PROBLEM TO SOLVE: Select all lines in the records that include "below".

Data items:
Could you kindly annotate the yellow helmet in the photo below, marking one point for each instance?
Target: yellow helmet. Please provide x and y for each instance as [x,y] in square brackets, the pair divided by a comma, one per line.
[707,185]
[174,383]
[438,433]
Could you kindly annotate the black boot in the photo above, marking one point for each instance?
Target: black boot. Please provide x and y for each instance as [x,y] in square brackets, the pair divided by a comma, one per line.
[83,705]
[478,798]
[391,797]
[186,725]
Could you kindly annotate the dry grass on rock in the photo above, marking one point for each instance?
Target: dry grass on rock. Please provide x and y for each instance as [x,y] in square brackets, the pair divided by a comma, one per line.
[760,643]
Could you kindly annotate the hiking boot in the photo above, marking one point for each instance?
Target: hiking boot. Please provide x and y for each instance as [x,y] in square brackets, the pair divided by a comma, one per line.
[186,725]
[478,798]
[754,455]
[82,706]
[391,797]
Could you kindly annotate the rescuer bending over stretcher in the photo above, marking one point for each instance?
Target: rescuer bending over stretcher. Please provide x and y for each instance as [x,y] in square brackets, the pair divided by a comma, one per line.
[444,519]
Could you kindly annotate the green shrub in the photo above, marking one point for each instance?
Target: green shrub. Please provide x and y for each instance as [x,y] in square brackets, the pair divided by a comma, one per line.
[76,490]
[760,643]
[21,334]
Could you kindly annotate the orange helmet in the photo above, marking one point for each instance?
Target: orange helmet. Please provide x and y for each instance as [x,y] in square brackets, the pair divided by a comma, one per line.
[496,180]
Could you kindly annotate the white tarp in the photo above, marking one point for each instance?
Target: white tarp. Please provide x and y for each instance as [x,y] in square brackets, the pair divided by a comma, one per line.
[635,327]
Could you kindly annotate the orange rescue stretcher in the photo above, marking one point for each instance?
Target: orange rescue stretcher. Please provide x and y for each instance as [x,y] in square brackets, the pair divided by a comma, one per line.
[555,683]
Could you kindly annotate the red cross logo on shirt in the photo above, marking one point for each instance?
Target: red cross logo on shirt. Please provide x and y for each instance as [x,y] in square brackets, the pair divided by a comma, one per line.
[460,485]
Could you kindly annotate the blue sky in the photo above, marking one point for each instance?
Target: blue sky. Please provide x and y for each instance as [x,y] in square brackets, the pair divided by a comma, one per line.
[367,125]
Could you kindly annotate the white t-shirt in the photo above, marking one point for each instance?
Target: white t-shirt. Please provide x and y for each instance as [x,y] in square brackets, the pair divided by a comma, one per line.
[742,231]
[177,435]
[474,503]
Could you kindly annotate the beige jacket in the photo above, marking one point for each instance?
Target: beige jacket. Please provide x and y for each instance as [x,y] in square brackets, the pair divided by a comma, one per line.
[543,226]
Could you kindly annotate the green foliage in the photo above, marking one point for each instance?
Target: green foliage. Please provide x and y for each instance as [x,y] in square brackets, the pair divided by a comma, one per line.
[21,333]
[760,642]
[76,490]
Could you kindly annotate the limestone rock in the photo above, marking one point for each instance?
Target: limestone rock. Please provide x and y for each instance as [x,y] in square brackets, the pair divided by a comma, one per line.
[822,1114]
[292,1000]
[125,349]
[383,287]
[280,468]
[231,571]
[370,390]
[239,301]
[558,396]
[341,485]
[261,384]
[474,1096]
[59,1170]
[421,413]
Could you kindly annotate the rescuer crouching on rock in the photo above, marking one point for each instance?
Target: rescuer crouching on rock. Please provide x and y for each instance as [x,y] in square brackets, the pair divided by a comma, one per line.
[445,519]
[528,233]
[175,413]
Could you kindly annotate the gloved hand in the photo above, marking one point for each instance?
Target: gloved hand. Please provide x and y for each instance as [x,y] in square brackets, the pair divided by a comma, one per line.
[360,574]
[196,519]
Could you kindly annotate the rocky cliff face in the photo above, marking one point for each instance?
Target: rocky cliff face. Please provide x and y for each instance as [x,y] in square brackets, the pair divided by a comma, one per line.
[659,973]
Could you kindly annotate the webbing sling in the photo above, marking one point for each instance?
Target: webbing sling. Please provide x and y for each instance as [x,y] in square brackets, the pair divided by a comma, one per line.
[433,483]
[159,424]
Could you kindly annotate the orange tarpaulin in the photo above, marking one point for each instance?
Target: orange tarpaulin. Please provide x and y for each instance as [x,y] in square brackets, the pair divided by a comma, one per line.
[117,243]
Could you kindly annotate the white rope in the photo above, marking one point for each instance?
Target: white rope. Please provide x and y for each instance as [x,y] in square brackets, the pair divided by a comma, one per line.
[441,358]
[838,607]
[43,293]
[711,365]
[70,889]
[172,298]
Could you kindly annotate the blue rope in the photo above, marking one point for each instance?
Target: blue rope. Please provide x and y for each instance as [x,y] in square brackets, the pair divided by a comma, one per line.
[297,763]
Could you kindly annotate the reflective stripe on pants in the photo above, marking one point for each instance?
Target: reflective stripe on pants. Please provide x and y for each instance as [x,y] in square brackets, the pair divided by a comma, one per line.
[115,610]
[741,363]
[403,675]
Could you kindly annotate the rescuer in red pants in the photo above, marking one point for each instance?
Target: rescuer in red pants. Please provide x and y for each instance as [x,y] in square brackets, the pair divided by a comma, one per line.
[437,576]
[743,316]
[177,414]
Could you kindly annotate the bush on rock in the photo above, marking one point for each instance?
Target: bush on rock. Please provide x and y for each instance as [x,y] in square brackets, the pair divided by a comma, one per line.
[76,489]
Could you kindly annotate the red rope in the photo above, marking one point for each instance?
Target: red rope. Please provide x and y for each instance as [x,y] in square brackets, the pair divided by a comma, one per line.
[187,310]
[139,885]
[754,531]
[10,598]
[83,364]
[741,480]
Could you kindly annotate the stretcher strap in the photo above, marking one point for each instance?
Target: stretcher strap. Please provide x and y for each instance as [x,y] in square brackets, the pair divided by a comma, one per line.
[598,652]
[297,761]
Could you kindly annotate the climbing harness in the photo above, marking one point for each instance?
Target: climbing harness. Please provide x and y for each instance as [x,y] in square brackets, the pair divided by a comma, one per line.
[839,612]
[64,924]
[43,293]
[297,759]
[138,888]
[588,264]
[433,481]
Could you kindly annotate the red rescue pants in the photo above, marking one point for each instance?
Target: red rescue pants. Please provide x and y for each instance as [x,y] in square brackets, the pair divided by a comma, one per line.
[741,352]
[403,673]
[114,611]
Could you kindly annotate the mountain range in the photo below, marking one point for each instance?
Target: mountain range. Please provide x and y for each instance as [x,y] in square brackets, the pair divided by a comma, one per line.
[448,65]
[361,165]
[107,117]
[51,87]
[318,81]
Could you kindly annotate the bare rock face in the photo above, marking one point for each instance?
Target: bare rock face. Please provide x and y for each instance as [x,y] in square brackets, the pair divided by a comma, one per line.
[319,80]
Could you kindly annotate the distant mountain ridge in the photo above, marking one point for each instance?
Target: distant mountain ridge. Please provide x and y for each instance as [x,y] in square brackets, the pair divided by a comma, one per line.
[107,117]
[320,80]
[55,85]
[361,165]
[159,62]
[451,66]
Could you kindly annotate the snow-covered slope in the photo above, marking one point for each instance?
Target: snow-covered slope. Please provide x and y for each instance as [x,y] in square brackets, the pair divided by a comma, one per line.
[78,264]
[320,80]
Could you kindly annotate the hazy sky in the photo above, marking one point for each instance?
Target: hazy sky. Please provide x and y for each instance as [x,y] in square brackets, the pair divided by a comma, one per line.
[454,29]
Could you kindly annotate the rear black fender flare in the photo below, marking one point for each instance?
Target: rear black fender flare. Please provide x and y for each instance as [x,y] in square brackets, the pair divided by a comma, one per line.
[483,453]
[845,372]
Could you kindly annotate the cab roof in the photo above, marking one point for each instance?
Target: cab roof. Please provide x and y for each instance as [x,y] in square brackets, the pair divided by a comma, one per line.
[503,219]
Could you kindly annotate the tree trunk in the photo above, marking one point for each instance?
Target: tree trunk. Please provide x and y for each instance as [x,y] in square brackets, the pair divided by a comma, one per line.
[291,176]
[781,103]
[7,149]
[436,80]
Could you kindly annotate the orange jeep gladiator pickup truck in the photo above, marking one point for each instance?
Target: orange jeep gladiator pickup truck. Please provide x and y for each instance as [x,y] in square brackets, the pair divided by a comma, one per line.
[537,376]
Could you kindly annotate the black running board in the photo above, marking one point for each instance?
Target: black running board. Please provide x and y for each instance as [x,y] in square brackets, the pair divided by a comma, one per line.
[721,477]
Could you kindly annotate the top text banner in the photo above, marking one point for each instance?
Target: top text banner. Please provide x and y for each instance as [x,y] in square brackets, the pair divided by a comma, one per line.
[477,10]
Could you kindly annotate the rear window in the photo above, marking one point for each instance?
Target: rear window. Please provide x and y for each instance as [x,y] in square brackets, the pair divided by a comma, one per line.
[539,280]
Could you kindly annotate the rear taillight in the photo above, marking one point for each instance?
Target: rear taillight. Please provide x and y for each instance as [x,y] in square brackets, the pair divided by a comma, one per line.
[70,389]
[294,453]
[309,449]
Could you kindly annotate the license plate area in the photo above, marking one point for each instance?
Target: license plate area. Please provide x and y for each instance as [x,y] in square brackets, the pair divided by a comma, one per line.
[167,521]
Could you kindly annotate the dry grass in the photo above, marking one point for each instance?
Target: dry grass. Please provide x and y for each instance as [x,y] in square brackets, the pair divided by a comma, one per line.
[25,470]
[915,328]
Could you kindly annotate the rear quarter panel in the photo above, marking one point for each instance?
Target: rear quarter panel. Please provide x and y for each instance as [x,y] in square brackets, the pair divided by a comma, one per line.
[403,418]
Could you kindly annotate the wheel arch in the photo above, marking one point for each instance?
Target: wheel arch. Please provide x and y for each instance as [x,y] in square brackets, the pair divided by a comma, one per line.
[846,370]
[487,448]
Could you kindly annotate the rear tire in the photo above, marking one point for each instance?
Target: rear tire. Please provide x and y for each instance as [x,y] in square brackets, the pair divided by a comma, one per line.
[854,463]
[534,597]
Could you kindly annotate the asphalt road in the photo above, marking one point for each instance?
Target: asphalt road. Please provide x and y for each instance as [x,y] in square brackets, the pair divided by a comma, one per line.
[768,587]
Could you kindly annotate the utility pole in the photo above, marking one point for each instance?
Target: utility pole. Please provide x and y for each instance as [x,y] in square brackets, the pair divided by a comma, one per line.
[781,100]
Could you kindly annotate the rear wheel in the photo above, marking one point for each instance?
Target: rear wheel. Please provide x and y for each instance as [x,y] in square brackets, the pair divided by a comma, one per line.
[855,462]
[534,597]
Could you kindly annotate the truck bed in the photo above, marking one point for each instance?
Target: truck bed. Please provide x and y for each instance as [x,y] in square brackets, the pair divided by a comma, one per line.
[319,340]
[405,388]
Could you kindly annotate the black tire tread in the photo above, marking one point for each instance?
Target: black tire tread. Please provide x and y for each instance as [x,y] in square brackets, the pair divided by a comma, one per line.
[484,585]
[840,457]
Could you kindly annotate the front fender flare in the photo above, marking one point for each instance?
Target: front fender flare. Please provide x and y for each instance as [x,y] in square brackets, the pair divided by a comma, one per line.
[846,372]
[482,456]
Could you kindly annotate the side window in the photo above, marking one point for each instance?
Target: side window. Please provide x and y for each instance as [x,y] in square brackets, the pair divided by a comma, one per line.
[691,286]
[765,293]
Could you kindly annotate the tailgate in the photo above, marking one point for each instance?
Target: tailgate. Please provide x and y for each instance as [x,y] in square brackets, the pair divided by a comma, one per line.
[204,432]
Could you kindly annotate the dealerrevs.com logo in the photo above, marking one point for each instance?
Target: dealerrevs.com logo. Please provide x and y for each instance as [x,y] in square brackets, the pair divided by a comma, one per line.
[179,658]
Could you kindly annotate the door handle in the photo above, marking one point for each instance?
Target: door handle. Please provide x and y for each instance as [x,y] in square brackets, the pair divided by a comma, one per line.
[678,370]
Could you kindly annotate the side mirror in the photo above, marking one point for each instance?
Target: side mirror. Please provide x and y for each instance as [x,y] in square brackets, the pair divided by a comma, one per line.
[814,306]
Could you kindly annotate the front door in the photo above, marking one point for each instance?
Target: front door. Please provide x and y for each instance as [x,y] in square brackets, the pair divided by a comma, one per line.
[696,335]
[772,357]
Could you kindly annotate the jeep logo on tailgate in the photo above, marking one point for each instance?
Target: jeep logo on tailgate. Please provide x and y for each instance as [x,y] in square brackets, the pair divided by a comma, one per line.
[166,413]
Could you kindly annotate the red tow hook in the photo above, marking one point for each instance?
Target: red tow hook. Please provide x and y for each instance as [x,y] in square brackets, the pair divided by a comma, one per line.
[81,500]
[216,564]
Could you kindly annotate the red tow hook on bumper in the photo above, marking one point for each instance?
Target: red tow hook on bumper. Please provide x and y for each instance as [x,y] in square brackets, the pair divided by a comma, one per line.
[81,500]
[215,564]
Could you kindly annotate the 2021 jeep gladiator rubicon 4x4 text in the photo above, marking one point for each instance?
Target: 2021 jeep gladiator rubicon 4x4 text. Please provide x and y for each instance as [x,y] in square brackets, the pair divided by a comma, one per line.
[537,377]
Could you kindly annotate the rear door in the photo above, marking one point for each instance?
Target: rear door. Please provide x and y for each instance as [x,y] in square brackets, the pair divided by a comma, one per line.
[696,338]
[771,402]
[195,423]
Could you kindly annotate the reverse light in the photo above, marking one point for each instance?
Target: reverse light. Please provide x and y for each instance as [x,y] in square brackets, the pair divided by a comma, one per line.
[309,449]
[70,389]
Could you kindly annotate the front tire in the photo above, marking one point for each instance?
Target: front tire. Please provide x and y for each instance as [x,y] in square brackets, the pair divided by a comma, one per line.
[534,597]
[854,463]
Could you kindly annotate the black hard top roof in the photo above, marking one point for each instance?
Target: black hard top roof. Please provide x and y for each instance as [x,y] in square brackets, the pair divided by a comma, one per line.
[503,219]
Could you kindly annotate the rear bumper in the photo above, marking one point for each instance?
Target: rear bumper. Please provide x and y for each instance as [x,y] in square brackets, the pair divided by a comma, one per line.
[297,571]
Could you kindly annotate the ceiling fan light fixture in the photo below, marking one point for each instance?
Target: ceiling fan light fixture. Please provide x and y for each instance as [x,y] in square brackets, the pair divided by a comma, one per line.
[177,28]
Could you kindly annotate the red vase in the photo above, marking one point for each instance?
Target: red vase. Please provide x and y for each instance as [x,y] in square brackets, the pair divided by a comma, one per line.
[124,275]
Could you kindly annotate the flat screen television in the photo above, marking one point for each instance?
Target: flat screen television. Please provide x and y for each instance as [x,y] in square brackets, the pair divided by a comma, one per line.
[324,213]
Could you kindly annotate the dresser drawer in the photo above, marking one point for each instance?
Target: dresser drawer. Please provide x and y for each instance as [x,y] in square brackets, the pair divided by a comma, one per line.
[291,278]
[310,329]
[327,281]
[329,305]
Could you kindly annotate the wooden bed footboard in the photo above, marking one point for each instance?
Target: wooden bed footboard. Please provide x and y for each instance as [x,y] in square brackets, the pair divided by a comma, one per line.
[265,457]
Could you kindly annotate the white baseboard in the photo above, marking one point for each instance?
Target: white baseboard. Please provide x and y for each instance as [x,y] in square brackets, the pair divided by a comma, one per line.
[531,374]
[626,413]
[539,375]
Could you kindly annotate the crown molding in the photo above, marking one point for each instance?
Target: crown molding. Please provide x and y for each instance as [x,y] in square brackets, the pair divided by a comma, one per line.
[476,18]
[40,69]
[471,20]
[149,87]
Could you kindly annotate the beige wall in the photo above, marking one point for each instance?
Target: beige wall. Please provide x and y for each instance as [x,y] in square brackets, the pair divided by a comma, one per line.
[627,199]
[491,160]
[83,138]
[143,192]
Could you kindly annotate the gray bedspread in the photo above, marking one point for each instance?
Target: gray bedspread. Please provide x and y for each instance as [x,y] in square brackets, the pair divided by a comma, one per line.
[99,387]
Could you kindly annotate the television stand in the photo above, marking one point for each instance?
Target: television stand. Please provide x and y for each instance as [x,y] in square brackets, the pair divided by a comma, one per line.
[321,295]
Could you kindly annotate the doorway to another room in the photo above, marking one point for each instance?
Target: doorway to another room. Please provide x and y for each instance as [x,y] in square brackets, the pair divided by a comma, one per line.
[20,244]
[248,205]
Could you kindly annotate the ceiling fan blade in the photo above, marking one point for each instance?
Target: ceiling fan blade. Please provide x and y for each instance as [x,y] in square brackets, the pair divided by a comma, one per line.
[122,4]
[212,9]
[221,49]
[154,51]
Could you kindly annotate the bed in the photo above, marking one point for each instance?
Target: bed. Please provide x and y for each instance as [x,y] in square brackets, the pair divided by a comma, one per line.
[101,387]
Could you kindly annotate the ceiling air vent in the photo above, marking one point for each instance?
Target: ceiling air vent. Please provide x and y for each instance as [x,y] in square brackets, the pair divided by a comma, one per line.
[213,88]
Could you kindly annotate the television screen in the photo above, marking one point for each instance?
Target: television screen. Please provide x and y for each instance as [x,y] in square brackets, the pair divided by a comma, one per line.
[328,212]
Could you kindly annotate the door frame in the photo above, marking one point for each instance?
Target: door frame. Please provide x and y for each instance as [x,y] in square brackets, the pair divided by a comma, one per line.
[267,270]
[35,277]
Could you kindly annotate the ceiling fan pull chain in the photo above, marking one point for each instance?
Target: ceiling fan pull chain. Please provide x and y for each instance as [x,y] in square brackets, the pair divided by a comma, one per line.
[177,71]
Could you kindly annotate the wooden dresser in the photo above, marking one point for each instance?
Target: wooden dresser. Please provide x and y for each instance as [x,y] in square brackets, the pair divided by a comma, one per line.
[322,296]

ANSWER FOR THE TASK:
Could you kindly annotate the yellow helmet in the photo below, marking one point for each instance?
Could you kindly annotate the mountain range in the photo below, marking one point for each instance?
Could you kindly annotate the rear black fender flare in the photo below, marking one point for each instance?
Could you kindly annotate the ceiling fan light fixture in the photo below, marking one point for each instance?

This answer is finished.